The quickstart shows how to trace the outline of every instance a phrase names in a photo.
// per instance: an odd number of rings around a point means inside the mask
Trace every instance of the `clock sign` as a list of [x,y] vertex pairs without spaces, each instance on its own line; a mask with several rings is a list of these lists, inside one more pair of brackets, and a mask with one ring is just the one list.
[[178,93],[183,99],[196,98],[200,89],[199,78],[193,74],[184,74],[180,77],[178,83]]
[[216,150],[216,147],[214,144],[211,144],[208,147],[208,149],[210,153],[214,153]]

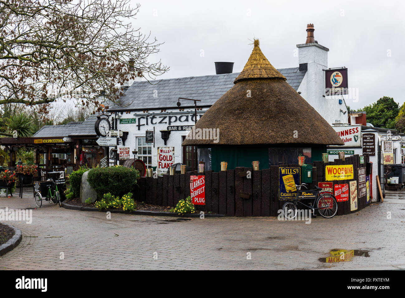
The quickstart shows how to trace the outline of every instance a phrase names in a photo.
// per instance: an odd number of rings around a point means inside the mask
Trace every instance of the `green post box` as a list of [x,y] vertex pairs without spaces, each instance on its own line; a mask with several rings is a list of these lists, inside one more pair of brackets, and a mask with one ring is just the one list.
[[312,182],[312,166],[303,164],[301,166],[301,173],[302,182],[304,183],[311,183]]

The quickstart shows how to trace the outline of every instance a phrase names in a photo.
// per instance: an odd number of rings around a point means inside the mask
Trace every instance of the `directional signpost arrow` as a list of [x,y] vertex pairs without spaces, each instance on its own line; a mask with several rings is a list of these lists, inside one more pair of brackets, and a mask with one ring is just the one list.
[[99,137],[96,141],[100,146],[116,146],[116,137]]

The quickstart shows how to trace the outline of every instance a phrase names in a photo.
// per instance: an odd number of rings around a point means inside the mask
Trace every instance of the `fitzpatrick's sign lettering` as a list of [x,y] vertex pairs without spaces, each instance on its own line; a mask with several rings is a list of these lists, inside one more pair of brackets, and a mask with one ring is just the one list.
[[297,191],[295,185],[301,184],[301,167],[279,168],[279,199],[295,199]]
[[347,68],[327,69],[325,71],[325,75],[326,96],[349,94]]
[[338,202],[345,202],[349,200],[349,184],[335,184],[335,197]]
[[334,126],[333,128],[344,142],[345,147],[361,147],[361,126]]
[[194,205],[205,205],[205,176],[190,176],[190,195]]
[[158,147],[158,175],[163,175],[167,173],[168,169],[174,163],[174,147]]
[[[201,118],[202,114],[197,115],[197,120]],[[172,123],[176,124],[181,124],[182,122],[188,122],[191,121],[194,123],[194,114],[191,115],[162,115],[162,116],[156,116],[153,115],[151,116],[141,116],[138,118],[138,123],[136,126],[138,127],[138,130],[141,130],[141,126],[143,125],[156,125],[158,124],[166,124],[169,126],[171,126]],[[149,124],[149,123],[150,124]]]
[[353,165],[327,165],[325,169],[325,173],[326,180],[328,181],[352,179],[354,178]]

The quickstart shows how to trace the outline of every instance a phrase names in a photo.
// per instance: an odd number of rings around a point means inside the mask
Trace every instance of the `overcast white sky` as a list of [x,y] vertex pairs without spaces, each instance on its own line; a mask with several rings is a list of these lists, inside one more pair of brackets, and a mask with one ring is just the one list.
[[214,74],[215,61],[240,71],[254,36],[276,68],[298,66],[294,50],[313,23],[315,39],[329,49],[328,67],[347,67],[349,87],[358,88],[351,108],[384,96],[405,101],[405,1],[131,1],[141,5],[134,27],[165,43],[157,57],[171,69],[160,78]]

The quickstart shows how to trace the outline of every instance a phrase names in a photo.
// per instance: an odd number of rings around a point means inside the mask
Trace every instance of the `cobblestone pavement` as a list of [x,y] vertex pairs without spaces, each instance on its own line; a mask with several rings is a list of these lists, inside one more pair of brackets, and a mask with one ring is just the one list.
[[[0,208],[34,208],[32,193],[26,191],[23,199],[0,195]],[[32,210],[32,223],[11,223],[23,238],[0,257],[0,268],[405,269],[405,194],[387,194],[383,203],[330,219],[318,217],[310,224],[276,217],[176,222],[170,221],[176,217],[114,213],[107,219],[104,212],[68,210],[44,202]],[[367,251],[369,256],[333,264],[320,260],[336,249]]]

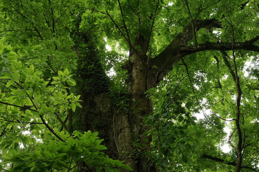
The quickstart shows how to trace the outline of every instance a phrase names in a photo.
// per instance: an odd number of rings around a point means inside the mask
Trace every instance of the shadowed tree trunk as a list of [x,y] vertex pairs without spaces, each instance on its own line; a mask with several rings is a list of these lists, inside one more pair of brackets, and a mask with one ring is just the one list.
[[[193,22],[195,33],[202,28],[221,28],[220,22],[214,19],[196,20]],[[174,65],[186,55],[202,51],[222,51],[232,49],[231,43],[222,42],[208,42],[187,46],[193,37],[193,31],[190,22],[164,50],[156,56],[151,57],[147,65],[148,57],[146,50],[148,40],[140,34],[136,36],[133,46],[140,46],[142,51],[137,53],[132,50],[132,58],[127,61],[125,66],[129,76],[126,81],[129,85],[130,93],[128,97],[130,99],[131,110],[134,112],[134,115],[130,118],[128,118],[125,112],[118,111],[117,108],[110,106],[110,100],[106,93],[99,93],[94,95],[94,97],[92,101],[94,102],[96,111],[102,121],[108,155],[115,158],[125,161],[125,164],[130,167],[134,172],[152,172],[157,171],[155,166],[147,159],[139,157],[135,159],[134,155],[130,155],[134,149],[131,144],[132,142],[140,139],[140,143],[144,143],[147,145],[142,150],[147,151],[151,141],[151,135],[148,137],[146,142],[142,139],[144,132],[148,129],[142,125],[143,118],[152,112],[152,100],[146,98],[144,94],[146,89],[156,87],[170,71]],[[258,36],[245,42],[236,43],[235,49],[259,52],[259,47],[252,44],[258,39],[259,36]],[[152,67],[155,65],[157,68],[153,68]],[[147,73],[146,80],[146,71]],[[92,130],[93,128],[89,126],[90,125],[87,115],[84,116],[84,123],[88,124],[88,125],[86,124],[85,130]],[[142,137],[140,137],[140,135],[142,135]],[[221,160],[219,160],[217,158],[214,159],[205,155],[202,157],[221,162]],[[236,165],[234,164],[231,165]]]

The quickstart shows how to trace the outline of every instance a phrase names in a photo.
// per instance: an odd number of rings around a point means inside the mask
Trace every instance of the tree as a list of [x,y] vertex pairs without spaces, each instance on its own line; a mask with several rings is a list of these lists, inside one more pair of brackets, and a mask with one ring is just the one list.
[[3,170],[258,170],[258,3],[3,1]]

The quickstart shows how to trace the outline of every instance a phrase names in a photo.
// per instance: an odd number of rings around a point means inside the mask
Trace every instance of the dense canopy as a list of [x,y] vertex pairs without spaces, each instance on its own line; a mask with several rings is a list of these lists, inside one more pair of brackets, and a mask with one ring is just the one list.
[[258,40],[258,0],[1,0],[0,171],[259,171]]

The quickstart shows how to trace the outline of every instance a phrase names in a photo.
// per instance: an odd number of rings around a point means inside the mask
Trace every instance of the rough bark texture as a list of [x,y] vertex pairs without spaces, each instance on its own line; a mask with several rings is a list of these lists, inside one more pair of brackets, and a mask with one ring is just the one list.
[[[194,23],[195,32],[201,28],[221,27],[220,23],[213,19],[196,20]],[[140,34],[136,36],[133,46],[140,45],[142,51],[137,53],[132,50],[131,52],[132,58],[127,61],[125,67],[129,76],[126,81],[129,85],[128,91],[130,93],[128,97],[130,100],[131,110],[134,112],[130,119],[128,119],[127,114],[125,112],[118,111],[117,108],[111,107],[112,104],[110,100],[105,93],[95,93],[94,97],[93,96],[94,98],[91,100],[92,103],[86,105],[88,109],[92,107],[95,109],[98,118],[102,120],[106,146],[108,149],[108,155],[111,157],[125,161],[125,163],[132,168],[134,172],[157,171],[154,165],[151,165],[151,163],[146,159],[138,157],[136,159],[134,156],[130,156],[130,154],[127,153],[132,152],[134,149],[131,144],[131,142],[140,139],[141,143],[144,142],[139,136],[142,135],[145,130],[148,129],[141,124],[143,118],[152,111],[152,101],[146,98],[144,94],[146,89],[149,89],[156,86],[171,70],[174,65],[187,55],[203,51],[232,49],[231,44],[222,42],[207,43],[187,46],[193,36],[192,24],[190,22],[184,27],[182,32],[173,39],[160,54],[150,59],[147,66],[143,61],[146,63],[147,60],[146,50],[148,48],[146,47],[148,40]],[[258,37],[244,42],[236,43],[235,49],[259,52],[259,47],[252,44],[259,39],[259,37]],[[158,68],[152,69],[152,67],[154,65]],[[146,68],[147,68],[147,70]],[[147,72],[146,81],[145,81],[146,71]],[[145,87],[146,84],[147,88]],[[94,131],[95,126],[89,120],[90,114],[87,111],[86,112],[83,118],[85,129]],[[142,151],[148,150],[151,138],[151,136],[150,136],[148,138],[148,142],[144,142],[147,146]],[[203,157],[212,159],[212,158],[208,157]],[[212,160],[222,161],[218,159],[215,158]],[[245,167],[242,168],[247,168]]]

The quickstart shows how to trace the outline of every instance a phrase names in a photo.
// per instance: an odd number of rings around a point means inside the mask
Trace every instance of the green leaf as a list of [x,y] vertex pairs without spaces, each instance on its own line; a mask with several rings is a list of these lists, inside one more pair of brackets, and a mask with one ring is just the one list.
[[191,102],[188,102],[185,104],[185,106],[186,108],[189,109],[190,107],[192,105],[193,105],[193,103]]
[[20,61],[19,61],[16,65],[16,69],[19,69],[21,68],[22,67],[22,62]]
[[74,112],[75,110],[76,107],[76,106],[75,104],[73,103],[71,103],[71,108],[72,108],[72,110]]
[[6,84],[6,85],[5,86],[5,87],[9,87],[12,84],[13,82],[12,82],[12,80],[9,81],[8,81],[8,82]]
[[180,122],[183,120],[184,119],[184,117],[180,115],[178,117],[178,121]]

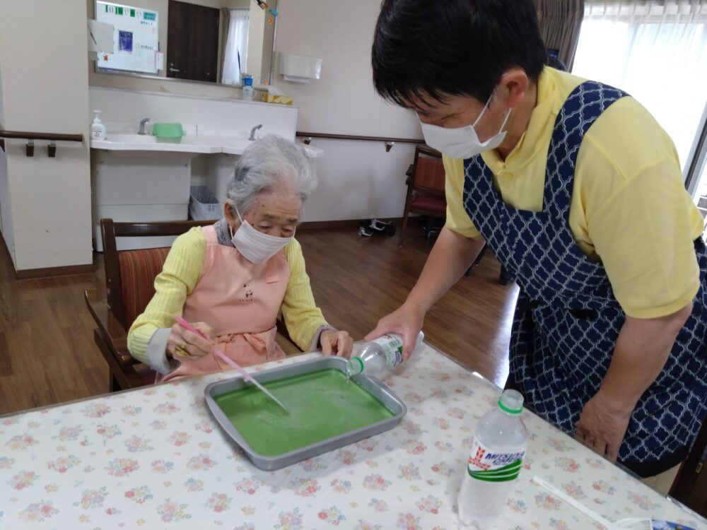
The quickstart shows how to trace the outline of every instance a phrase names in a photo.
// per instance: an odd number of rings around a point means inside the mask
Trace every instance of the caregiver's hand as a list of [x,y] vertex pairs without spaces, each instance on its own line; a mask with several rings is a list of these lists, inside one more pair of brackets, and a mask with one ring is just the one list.
[[322,353],[325,355],[349,358],[354,348],[354,339],[346,331],[325,329],[319,336]]
[[365,340],[373,341],[387,333],[402,336],[402,359],[407,360],[415,348],[417,336],[422,329],[425,314],[420,308],[406,302],[393,312],[378,321],[375,329],[366,336]]
[[[214,329],[204,322],[190,322],[196,329],[204,334],[204,339],[193,331],[189,331],[175,324],[167,338],[167,352],[178,360],[196,360],[211,353],[216,342]],[[187,355],[184,354],[186,352]]]
[[631,412],[617,406],[600,390],[584,406],[579,421],[575,424],[575,439],[616,461]]

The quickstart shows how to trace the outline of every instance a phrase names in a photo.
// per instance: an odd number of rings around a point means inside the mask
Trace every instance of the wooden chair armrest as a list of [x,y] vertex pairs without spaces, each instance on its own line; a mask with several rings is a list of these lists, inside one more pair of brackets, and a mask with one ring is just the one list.
[[99,297],[95,289],[87,289],[83,293],[83,299],[98,331],[115,355],[116,360],[123,366],[139,363],[128,351],[127,333],[110,310],[106,300]]

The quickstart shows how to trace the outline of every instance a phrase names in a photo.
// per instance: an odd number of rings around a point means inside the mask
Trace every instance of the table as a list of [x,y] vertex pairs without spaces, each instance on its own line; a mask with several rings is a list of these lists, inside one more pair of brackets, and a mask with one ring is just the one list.
[[[310,353],[251,370],[307,360]],[[0,528],[440,530],[478,418],[499,389],[425,345],[386,378],[407,404],[395,429],[277,471],[227,441],[205,408],[216,374],[0,418]],[[707,522],[527,411],[525,469],[496,528],[597,529],[530,481],[609,519]]]

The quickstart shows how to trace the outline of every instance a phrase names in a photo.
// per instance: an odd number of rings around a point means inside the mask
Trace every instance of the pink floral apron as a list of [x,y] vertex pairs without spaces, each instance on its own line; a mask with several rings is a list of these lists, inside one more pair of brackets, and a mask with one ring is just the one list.
[[[219,244],[213,226],[201,230],[206,240],[204,270],[187,297],[182,316],[189,323],[206,322],[214,328],[218,347],[241,366],[284,357],[275,342],[275,321],[290,278],[284,251],[257,264],[235,247]],[[230,367],[211,353],[183,361],[163,381],[228,370]]]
···
Please pick out and copy every line of the material above that contains the string "tree". Matching is case-sensitive.

Trace every instance of the shadowed tree trunk as a list of [x,y] vertex pairs without spaces, each instance on its own line; a mask with several rings is a list of these lists, inside one more pair of brackets, and a mask with one ring is just the one list.
Trace every instance of the tree as a list of [x,y] vertex pairs without spaces, each instance on its own line; a mask with several rings is a list of these lists, inside one more pair of brackets, and a mask with one ring is just the one list.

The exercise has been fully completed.